GOAL A
According to the HUD excerpt, how many federal agencies does the livable communities site gather programs from?

HUD Tailors Its Website for Customers and Partners
The Department of Housing and Urban Development has created "shortcuts" on its website to help its partners--such as academics, appraisers and attorneys--and citizen groups--such as farmworkers, seniors, and veterans--get the information they want.

200 Programs Help Make Livable Communities
How do you make your community a better place to live? This site collects and sorts more than 200 programs and links across a dozen federal agencies. Categories include Strengthening Local Economies, Reclaiming Brownfields, Promoting Transportation Choices, Securing Safe Streets, Preserving Open Space and Farmland, and Creating Community Schools and Civic Places.

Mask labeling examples
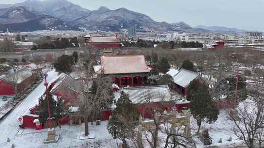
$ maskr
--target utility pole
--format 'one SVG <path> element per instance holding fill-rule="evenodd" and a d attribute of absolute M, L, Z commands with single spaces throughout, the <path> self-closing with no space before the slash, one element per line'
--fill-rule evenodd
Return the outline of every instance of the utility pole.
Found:
<path fill-rule="evenodd" d="M 50 116 L 50 109 L 49 108 L 49 100 L 48 98 L 48 90 L 47 86 L 48 85 L 48 83 L 47 82 L 47 74 L 45 74 L 45 83 L 44 83 L 44 85 L 46 87 L 46 97 L 47 98 L 47 109 L 48 109 L 48 127 L 49 128 L 49 129 L 51 129 L 51 121 L 50 120 L 51 116 Z"/>

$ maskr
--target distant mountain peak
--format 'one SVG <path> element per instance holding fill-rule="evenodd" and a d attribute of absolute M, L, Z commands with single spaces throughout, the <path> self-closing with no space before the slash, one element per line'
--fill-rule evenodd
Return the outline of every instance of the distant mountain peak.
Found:
<path fill-rule="evenodd" d="M 98 9 L 98 10 L 97 10 L 97 11 L 100 12 L 105 12 L 108 11 L 110 10 L 110 9 L 108 9 L 108 8 L 107 8 L 107 7 L 101 6 Z"/>

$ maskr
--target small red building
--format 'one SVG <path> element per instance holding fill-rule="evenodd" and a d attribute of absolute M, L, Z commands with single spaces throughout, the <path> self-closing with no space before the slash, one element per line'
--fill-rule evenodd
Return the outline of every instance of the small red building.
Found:
<path fill-rule="evenodd" d="M 184 100 L 180 95 L 173 94 L 168 85 L 140 86 L 124 88 L 122 89 L 125 93 L 129 94 L 130 100 L 132 103 L 136 105 L 136 107 L 139 112 L 145 118 L 150 117 L 150 108 L 156 106 L 157 108 L 160 107 L 159 103 L 165 102 L 165 105 L 162 105 L 164 111 L 171 111 L 173 109 L 180 111 L 183 107 L 188 108 L 189 103 L 186 104 L 176 103 L 177 101 Z M 120 97 L 120 92 L 114 93 L 115 99 L 117 101 Z M 176 106 L 177 105 L 177 106 Z M 114 109 L 113 106 L 113 109 Z"/>
<path fill-rule="evenodd" d="M 38 74 L 27 67 L 24 67 L 0 77 L 0 98 L 3 97 L 14 98 L 16 95 L 16 90 L 19 94 L 23 92 L 34 83 L 38 77 Z"/>
<path fill-rule="evenodd" d="M 214 50 L 221 50 L 224 47 L 224 41 L 218 41 L 212 45 L 211 48 Z"/>
<path fill-rule="evenodd" d="M 103 72 L 109 75 L 119 87 L 144 85 L 152 69 L 147 65 L 144 55 L 102 56 L 100 65 L 94 69 L 96 74 Z"/>
<path fill-rule="evenodd" d="M 95 49 L 117 49 L 120 42 L 116 37 L 90 37 L 89 44 Z"/>
<path fill-rule="evenodd" d="M 177 92 L 183 95 L 187 96 L 188 93 L 187 87 L 190 83 L 195 79 L 202 81 L 199 74 L 184 69 L 181 69 L 174 77 L 174 84 L 173 89 Z"/>

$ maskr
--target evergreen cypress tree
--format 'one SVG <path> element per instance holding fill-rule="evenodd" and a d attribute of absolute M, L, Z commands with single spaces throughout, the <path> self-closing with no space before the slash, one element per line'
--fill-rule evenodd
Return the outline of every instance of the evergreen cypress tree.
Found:
<path fill-rule="evenodd" d="M 76 51 L 75 51 L 72 53 L 72 55 L 71 56 L 71 64 L 73 65 L 78 63 L 78 53 Z"/>
<path fill-rule="evenodd" d="M 63 55 L 58 58 L 57 62 L 54 64 L 56 70 L 66 74 L 71 72 L 71 56 Z"/>
<path fill-rule="evenodd" d="M 49 109 L 50 110 L 50 116 L 51 117 L 55 116 L 55 109 L 56 103 L 52 95 L 49 94 L 48 99 L 49 100 Z M 40 121 L 43 124 L 48 119 L 48 111 L 47 110 L 47 102 L 46 96 L 45 98 L 41 100 L 39 112 L 39 119 Z"/>
<path fill-rule="evenodd" d="M 126 139 L 132 138 L 138 124 L 139 113 L 124 92 L 116 103 L 112 117 L 109 120 L 107 129 L 114 139 L 118 138 L 126 145 Z"/>
<path fill-rule="evenodd" d="M 167 58 L 163 57 L 158 61 L 157 68 L 160 72 L 166 74 L 166 73 L 169 72 L 170 70 L 171 65 L 169 64 L 169 61 L 168 61 Z"/>
<path fill-rule="evenodd" d="M 189 59 L 185 60 L 181 65 L 181 68 L 185 69 L 187 70 L 195 72 L 195 66 L 194 64 L 191 62 Z"/>
<path fill-rule="evenodd" d="M 154 53 L 154 54 L 152 54 L 152 63 L 156 63 L 158 61 L 158 57 L 156 53 Z"/>
<path fill-rule="evenodd" d="M 171 86 L 173 84 L 173 78 L 170 75 L 166 74 L 160 77 L 158 80 L 157 84 L 168 85 L 169 86 Z"/>
<path fill-rule="evenodd" d="M 208 87 L 194 80 L 188 87 L 187 99 L 190 103 L 190 109 L 194 117 L 197 120 L 198 132 L 199 132 L 201 122 L 206 120 L 209 123 L 216 121 L 219 114 L 219 110 L 215 106 Z"/>

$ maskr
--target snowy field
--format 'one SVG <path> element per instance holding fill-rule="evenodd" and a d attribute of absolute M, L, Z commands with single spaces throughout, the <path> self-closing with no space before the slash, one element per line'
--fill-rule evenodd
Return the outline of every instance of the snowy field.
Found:
<path fill-rule="evenodd" d="M 225 111 L 226 110 L 220 111 L 219 118 L 215 123 L 208 124 L 203 123 L 202 125 L 200 131 L 202 131 L 205 128 L 209 129 L 210 136 L 213 138 L 213 144 L 210 146 L 217 146 L 219 148 L 224 148 L 228 146 L 237 145 L 242 142 L 237 139 L 232 132 L 234 124 L 226 118 L 227 114 Z M 197 130 L 196 121 L 193 118 L 191 120 L 192 132 L 193 134 L 195 134 Z M 71 126 L 64 125 L 61 129 L 57 127 L 56 129 L 56 133 L 60 134 L 59 142 L 49 144 L 43 144 L 47 136 L 46 129 L 40 130 L 19 129 L 16 136 L 11 139 L 10 142 L 5 143 L 3 146 L 9 147 L 13 144 L 16 148 L 116 148 L 116 141 L 111 137 L 107 130 L 108 123 L 107 121 L 102 121 L 101 125 L 99 126 L 95 126 L 94 124 L 91 126 L 89 123 L 89 130 L 90 131 L 94 131 L 95 136 L 95 139 L 90 140 L 79 140 L 80 133 L 84 130 L 83 124 Z M 232 141 L 228 142 L 227 140 L 230 136 L 232 137 Z M 220 138 L 222 139 L 222 143 L 218 143 Z M 206 147 L 198 137 L 194 137 L 194 140 L 198 148 Z"/>
<path fill-rule="evenodd" d="M 223 146 L 238 145 L 242 142 L 242 141 L 238 139 L 233 132 L 233 129 L 235 125 L 232 121 L 227 119 L 227 111 L 228 110 L 220 110 L 218 119 L 214 123 L 202 123 L 200 132 L 202 132 L 203 129 L 208 129 L 209 136 L 213 138 L 212 144 L 210 146 L 217 146 L 219 148 L 222 148 Z M 196 120 L 193 118 L 191 118 L 191 126 L 192 133 L 195 134 L 197 131 L 198 127 Z M 232 137 L 232 141 L 227 141 L 230 136 Z M 218 142 L 220 138 L 222 140 L 222 143 Z M 197 148 L 205 147 L 198 137 L 194 138 L 194 140 L 196 142 Z"/>
<path fill-rule="evenodd" d="M 55 71 L 48 73 L 48 82 L 50 81 L 57 75 L 57 73 Z M 36 101 L 38 101 L 38 98 L 44 93 L 45 89 L 43 81 L 5 118 L 0 121 L 0 145 L 6 142 L 8 137 L 11 141 L 15 139 L 16 134 L 19 130 L 20 123 L 18 121 L 18 118 L 21 117 Z"/>
<path fill-rule="evenodd" d="M 84 125 L 69 126 L 64 125 L 62 129 L 56 129 L 56 134 L 60 134 L 57 143 L 44 144 L 47 136 L 46 129 L 36 130 L 34 129 L 20 130 L 14 139 L 6 147 L 14 144 L 16 148 L 116 148 L 116 141 L 108 133 L 107 126 L 108 121 L 103 121 L 98 126 L 91 126 L 89 124 L 89 130 L 95 133 L 95 139 L 79 140 L 80 133 L 84 130 Z M 4 147 L 9 148 L 9 147 Z"/>

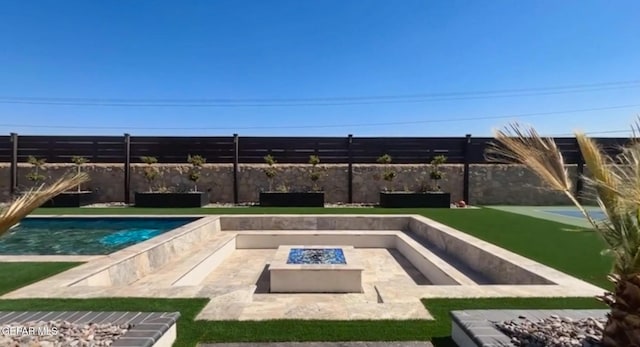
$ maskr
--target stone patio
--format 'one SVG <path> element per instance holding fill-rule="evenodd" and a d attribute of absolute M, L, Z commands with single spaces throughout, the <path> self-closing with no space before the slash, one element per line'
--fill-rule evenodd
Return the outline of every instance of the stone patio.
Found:
<path fill-rule="evenodd" d="M 266 270 L 281 244 L 353 246 L 364 266 L 363 293 L 269 293 Z M 421 298 L 604 291 L 422 216 L 203 216 L 86 260 L 2 298 L 201 297 L 211 301 L 197 319 L 346 320 L 431 319 Z"/>

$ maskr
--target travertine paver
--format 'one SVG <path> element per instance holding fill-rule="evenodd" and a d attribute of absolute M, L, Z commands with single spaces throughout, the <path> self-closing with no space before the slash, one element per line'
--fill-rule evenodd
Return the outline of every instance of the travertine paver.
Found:
<path fill-rule="evenodd" d="M 452 337 L 460 347 L 504 346 L 516 347 L 511 338 L 502 333 L 494 322 L 526 317 L 540 320 L 551 315 L 584 319 L 604 317 L 609 310 L 462 310 L 451 312 Z"/>
<path fill-rule="evenodd" d="M 403 297 L 398 302 L 380 300 L 375 286 L 416 285 L 427 280 L 396 250 L 358 248 L 364 264 L 364 293 L 348 294 L 271 294 L 268 293 L 266 268 L 275 249 L 236 250 L 205 279 L 211 286 L 225 284 L 238 288 L 256 286 L 252 296 L 241 289 L 232 295 L 214 298 L 197 319 L 206 320 L 262 320 L 262 319 L 429 319 L 431 316 L 419 298 Z M 400 260 L 400 262 L 398 262 Z M 405 270 L 402 263 L 407 270 Z M 413 276 L 410 276 L 411 273 Z M 418 275 L 419 274 L 419 275 Z M 412 278 L 413 277 L 413 278 Z"/>
<path fill-rule="evenodd" d="M 577 297 L 603 291 L 422 216 L 235 215 L 208 216 L 195 223 L 2 298 L 204 297 L 211 302 L 198 319 L 339 320 L 429 318 L 421 298 Z M 426 240 L 431 249 L 459 258 L 489 281 L 479 285 L 464 270 L 411 238 L 405 233 L 408 230 Z M 364 292 L 268 293 L 265 266 L 276 247 L 293 241 L 356 247 L 365 267 Z M 269 249 L 243 249 L 253 247 Z M 437 283 L 430 285 L 400 254 Z M 115 278 L 115 284 L 102 281 L 105 274 Z M 89 277 L 98 281 L 84 280 Z"/>

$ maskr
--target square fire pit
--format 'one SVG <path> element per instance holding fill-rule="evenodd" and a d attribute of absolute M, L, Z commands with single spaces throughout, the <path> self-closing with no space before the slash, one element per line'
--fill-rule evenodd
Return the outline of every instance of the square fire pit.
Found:
<path fill-rule="evenodd" d="M 362 293 L 353 246 L 280 246 L 269 265 L 272 293 Z"/>

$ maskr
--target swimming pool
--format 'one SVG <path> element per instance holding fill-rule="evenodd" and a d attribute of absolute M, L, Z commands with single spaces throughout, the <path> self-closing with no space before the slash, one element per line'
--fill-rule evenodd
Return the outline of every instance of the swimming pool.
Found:
<path fill-rule="evenodd" d="M 559 214 L 559 215 L 565 216 L 565 217 L 584 218 L 582 213 L 580 211 L 577 211 L 577 210 L 550 210 L 550 211 L 544 211 L 544 212 L 553 213 L 553 214 Z M 589 211 L 589 214 L 595 220 L 600 220 L 600 219 L 605 219 L 606 218 L 604 212 L 602 212 L 602 211 Z"/>
<path fill-rule="evenodd" d="M 0 255 L 102 255 L 151 239 L 198 218 L 25 218 L 0 236 Z"/>

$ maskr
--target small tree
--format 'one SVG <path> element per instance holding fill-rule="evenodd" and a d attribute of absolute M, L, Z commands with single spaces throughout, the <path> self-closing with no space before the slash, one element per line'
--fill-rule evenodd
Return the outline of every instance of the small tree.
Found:
<path fill-rule="evenodd" d="M 320 190 L 318 187 L 318 180 L 320 179 L 320 169 L 318 168 L 318 164 L 320 164 L 320 157 L 317 155 L 309 156 L 309 164 L 311 165 L 311 169 L 309 170 L 309 179 L 313 182 L 313 186 L 311 189 L 314 191 Z"/>
<path fill-rule="evenodd" d="M 27 163 L 32 165 L 31 171 L 27 174 L 27 180 L 33 182 L 34 187 L 46 179 L 46 177 L 40 173 L 46 161 L 46 159 L 38 159 L 32 155 L 27 158 Z"/>
<path fill-rule="evenodd" d="M 73 157 L 71 157 L 71 162 L 76 164 L 76 173 L 79 175 L 80 173 L 82 173 L 82 165 L 88 163 L 89 159 L 78 156 L 78 155 L 74 155 Z M 81 191 L 82 191 L 81 187 L 80 185 L 78 185 L 78 192 L 81 192 Z"/>
<path fill-rule="evenodd" d="M 271 154 L 268 154 L 268 155 L 266 155 L 264 157 L 264 162 L 267 165 L 269 165 L 263 171 L 264 171 L 264 174 L 267 176 L 267 180 L 269 181 L 269 191 L 272 192 L 273 191 L 273 179 L 278 174 L 278 172 L 276 171 L 276 167 L 275 167 L 277 161 L 275 160 L 275 158 Z"/>
<path fill-rule="evenodd" d="M 147 183 L 149 183 L 149 192 L 153 192 L 153 181 L 155 181 L 160 174 L 158 169 L 153 166 L 153 164 L 158 162 L 158 159 L 156 157 L 140 157 L 140 160 L 147 164 L 142 173 L 144 174 L 144 178 L 147 180 Z"/>
<path fill-rule="evenodd" d="M 191 164 L 191 170 L 189 170 L 189 181 L 193 182 L 193 191 L 198 191 L 198 180 L 200 179 L 200 171 L 202 165 L 207 162 L 207 159 L 200 155 L 187 156 L 187 162 Z"/>
<path fill-rule="evenodd" d="M 391 167 L 391 156 L 388 154 L 384 154 L 382 156 L 380 156 L 376 162 L 378 164 L 382 164 L 384 165 L 384 171 L 382 173 L 382 179 L 384 179 L 385 181 L 389 182 L 389 184 L 391 184 L 391 182 L 393 181 L 394 178 L 396 178 L 396 172 L 395 170 L 393 170 L 393 168 Z M 385 185 L 384 190 L 387 191 L 387 187 Z"/>
<path fill-rule="evenodd" d="M 431 191 L 434 191 L 434 192 L 441 191 L 438 181 L 444 178 L 444 172 L 440 171 L 440 165 L 444 164 L 446 161 L 447 161 L 447 157 L 445 157 L 444 155 L 437 155 L 433 157 L 433 159 L 431 160 L 431 172 L 429 172 L 429 177 L 433 182 L 433 185 L 431 186 Z"/>

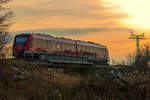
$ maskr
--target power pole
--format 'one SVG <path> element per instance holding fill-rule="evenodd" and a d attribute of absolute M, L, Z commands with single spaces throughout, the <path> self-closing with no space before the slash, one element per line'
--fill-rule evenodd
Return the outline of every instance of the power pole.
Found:
<path fill-rule="evenodd" d="M 140 55 L 140 40 L 144 40 L 146 39 L 144 37 L 144 33 L 142 34 L 134 34 L 133 32 L 131 32 L 131 36 L 129 37 L 129 39 L 136 39 L 136 56 L 137 56 L 137 61 L 139 60 L 139 55 Z"/>

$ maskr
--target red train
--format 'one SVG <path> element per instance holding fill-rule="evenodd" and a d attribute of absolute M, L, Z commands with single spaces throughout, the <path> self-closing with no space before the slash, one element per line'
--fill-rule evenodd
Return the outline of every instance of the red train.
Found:
<path fill-rule="evenodd" d="M 13 56 L 23 57 L 25 52 L 36 54 L 36 57 L 32 58 L 37 58 L 37 54 L 39 58 L 40 54 L 44 53 L 51 56 L 68 55 L 67 57 L 71 57 L 68 58 L 69 61 L 79 61 L 78 57 L 86 57 L 88 58 L 86 62 L 98 64 L 109 61 L 108 49 L 104 45 L 44 34 L 16 35 L 13 43 Z M 72 58 L 76 58 L 76 60 L 70 60 Z"/>

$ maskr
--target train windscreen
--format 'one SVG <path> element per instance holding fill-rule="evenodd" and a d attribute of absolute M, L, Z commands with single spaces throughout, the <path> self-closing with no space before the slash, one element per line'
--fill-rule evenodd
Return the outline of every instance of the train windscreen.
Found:
<path fill-rule="evenodd" d="M 16 36 L 15 45 L 25 45 L 28 36 Z"/>

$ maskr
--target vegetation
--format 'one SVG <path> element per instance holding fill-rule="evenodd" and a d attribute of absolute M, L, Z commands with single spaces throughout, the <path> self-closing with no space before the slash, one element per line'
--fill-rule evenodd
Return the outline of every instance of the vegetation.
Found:
<path fill-rule="evenodd" d="M 118 80 L 110 70 L 99 77 L 65 75 L 22 60 L 0 61 L 1 100 L 146 100 L 149 72 L 126 71 Z"/>

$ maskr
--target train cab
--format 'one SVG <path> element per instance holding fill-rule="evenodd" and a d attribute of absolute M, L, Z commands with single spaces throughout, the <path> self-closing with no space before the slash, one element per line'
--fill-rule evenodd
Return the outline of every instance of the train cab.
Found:
<path fill-rule="evenodd" d="M 30 34 L 16 35 L 13 43 L 13 56 L 23 56 L 24 51 L 29 50 L 31 39 L 32 36 Z"/>

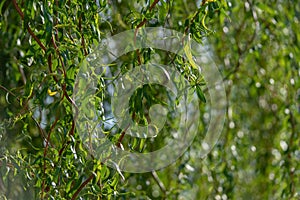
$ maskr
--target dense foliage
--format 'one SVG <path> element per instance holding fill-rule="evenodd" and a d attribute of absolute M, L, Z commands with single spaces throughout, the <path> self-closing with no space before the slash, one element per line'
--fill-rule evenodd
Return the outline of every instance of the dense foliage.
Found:
<path fill-rule="evenodd" d="M 299 23 L 300 4 L 292 0 L 1 1 L 1 199 L 299 199 Z M 190 34 L 209 46 L 226 85 L 226 121 L 205 159 L 198 154 L 199 134 L 171 166 L 124 173 L 83 145 L 73 87 L 80 64 L 99 41 L 147 26 Z M 155 54 L 197 85 L 204 113 L 208 91 L 188 60 L 148 48 L 113 64 L 125 73 Z M 151 105 L 165 93 L 161 86 L 136 91 L 130 112 L 140 124 L 149 120 L 149 105 L 136 106 L 145 91 L 154 96 Z M 96 101 L 101 110 L 108 100 Z M 200 120 L 203 132 L 209 119 Z M 164 145 L 165 137 L 153 142 L 125 136 L 122 143 L 143 152 Z"/>

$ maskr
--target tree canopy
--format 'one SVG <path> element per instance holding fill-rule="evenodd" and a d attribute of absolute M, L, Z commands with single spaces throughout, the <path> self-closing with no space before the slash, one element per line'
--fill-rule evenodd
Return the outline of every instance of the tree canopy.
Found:
<path fill-rule="evenodd" d="M 299 199 L 299 23 L 300 4 L 292 0 L 1 1 L 1 199 Z M 99 45 L 146 27 L 180 32 L 218 68 L 225 122 L 205 157 L 212 96 L 192 45 L 178 49 L 186 56 L 151 47 L 129 51 L 110 63 L 110 72 L 87 65 L 98 81 L 89 101 L 75 101 L 76 78 Z M 128 101 L 128 118 L 141 127 L 165 114 L 162 134 L 133 137 L 109 119 L 111 83 L 133 79 L 132 70 L 153 60 L 175 69 L 189 85 L 182 91 L 198 98 L 198 112 L 187 108 L 188 116 L 199 114 L 197 135 L 174 163 L 124 172 L 93 155 L 79 131 L 93 127 L 76 123 L 96 119 L 117 148 L 139 154 L 176 138 L 169 134 L 180 128 L 174 108 L 186 93 L 177 99 L 162 84 L 145 84 Z M 121 107 L 122 99 L 115 102 Z M 79 104 L 85 111 L 93 105 L 95 113 L 78 115 Z"/>

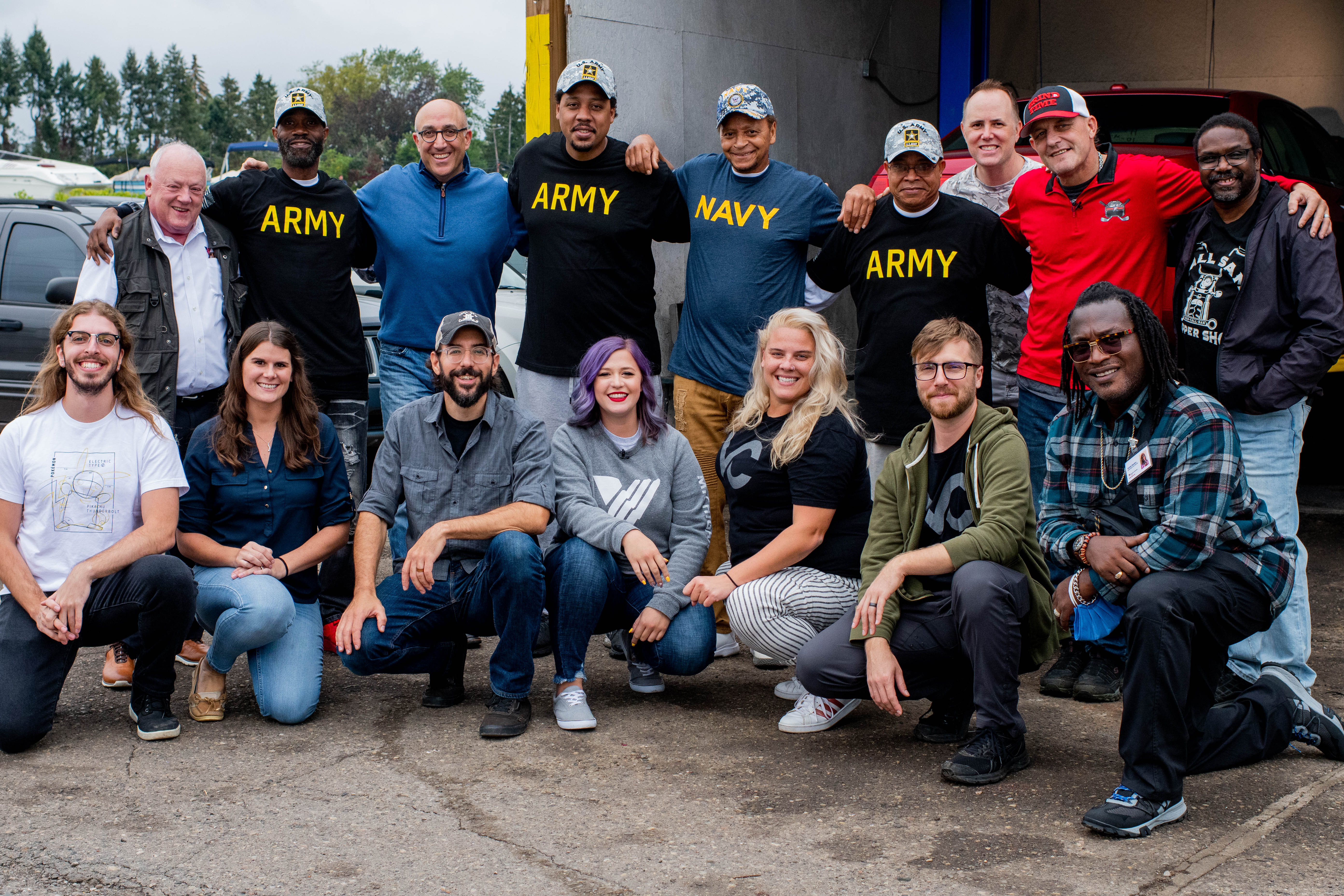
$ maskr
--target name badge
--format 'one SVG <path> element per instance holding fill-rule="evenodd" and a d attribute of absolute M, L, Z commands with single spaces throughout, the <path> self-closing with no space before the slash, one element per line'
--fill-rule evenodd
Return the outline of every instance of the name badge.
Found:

GOAL B
Rewrite everything in the rows from their start down to the line containing "97 11 L 100", replacing "utility pole" with "telephone pole" and leaving all else unchanged. Leave out the pictures and give only those lines.

OUTPUT A
A dozen federal agencies.

OUTPUT B
$ maskr
--target telephone pole
--format 'one SVG <path> element per instance holding fill-rule="evenodd" and a d attribute of absolute M, L, Z commands with single spaces throughout, the <path> self-closing with no space before the slash, one element per line'
--fill-rule evenodd
Return the outline of every instance of the telephone pole.
Found:
<path fill-rule="evenodd" d="M 50 116 L 50 109 L 49 108 L 49 100 L 48 98 L 48 90 L 47 86 L 48 85 L 48 83 L 47 82 L 47 74 L 45 74 L 45 83 L 44 83 L 44 85 L 46 87 L 46 97 L 47 98 L 47 109 L 48 109 L 48 127 L 49 128 L 49 129 L 51 129 L 51 121 L 50 120 L 51 116 Z"/>

$ maskr
--target distant mountain peak
--format 'one SVG <path> element per instance holding fill-rule="evenodd" and a d attribute of absolute M, L, Z commands with single spaces throughout, the <path> self-closing with no space before the slash, one element per line'
--fill-rule evenodd
Return the outline of every instance of the distant mountain peak.
Found:
<path fill-rule="evenodd" d="M 98 9 L 98 10 L 97 10 L 97 11 L 100 12 L 105 12 L 108 11 L 110 10 L 110 9 L 108 9 L 108 8 L 107 8 L 107 7 L 101 6 Z"/>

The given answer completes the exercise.